### Data for review

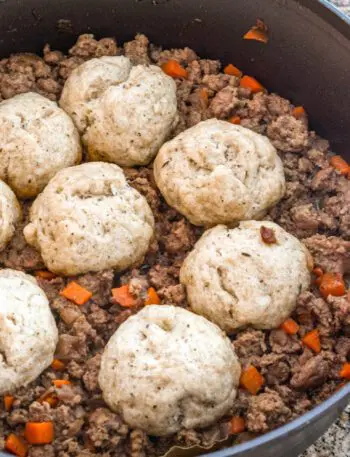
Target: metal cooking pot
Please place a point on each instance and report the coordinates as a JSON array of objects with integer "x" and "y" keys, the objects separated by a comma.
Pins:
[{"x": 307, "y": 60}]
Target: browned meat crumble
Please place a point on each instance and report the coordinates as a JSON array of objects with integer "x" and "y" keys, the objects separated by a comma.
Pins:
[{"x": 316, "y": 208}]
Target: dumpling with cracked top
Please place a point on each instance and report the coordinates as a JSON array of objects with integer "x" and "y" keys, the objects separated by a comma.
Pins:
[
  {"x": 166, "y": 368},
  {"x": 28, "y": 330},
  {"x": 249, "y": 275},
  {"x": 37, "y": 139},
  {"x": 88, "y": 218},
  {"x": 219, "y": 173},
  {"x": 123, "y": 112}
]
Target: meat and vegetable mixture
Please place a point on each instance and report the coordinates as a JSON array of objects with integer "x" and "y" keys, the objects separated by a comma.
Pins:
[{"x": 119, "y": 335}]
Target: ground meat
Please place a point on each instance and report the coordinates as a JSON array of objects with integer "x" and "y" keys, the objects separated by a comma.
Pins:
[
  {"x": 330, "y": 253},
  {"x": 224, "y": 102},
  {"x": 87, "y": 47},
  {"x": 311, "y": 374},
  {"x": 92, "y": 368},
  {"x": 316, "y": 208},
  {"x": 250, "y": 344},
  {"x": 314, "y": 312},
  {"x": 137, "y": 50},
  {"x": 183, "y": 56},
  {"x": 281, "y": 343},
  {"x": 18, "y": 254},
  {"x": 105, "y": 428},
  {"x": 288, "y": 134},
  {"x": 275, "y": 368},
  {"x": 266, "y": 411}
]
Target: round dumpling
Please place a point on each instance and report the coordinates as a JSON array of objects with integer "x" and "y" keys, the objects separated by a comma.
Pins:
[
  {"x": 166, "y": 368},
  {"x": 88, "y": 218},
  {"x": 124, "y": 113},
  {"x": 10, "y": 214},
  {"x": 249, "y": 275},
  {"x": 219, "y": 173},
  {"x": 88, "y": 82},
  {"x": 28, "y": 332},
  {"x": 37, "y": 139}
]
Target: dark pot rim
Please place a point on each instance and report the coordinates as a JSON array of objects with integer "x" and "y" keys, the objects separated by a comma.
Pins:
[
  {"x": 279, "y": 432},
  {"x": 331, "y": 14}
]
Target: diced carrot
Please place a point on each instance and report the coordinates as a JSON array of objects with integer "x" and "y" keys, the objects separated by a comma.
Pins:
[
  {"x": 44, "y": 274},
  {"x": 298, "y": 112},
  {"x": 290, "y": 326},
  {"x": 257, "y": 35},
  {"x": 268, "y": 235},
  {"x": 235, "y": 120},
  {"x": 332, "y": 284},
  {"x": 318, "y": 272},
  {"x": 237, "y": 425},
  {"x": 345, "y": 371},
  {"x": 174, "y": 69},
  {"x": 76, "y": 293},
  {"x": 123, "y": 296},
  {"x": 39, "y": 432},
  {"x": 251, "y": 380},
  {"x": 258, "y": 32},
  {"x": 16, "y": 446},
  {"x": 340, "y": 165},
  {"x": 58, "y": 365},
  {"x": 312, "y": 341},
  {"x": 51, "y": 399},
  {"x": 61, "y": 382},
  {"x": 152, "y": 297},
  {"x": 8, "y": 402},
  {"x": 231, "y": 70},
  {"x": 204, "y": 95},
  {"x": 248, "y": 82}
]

### Work task
Copy the lines that hold the word "meat". Take them from the records above.

### Worked solution
Target: browned meat crumble
Target: meat and vegetable mixture
Target: ground meat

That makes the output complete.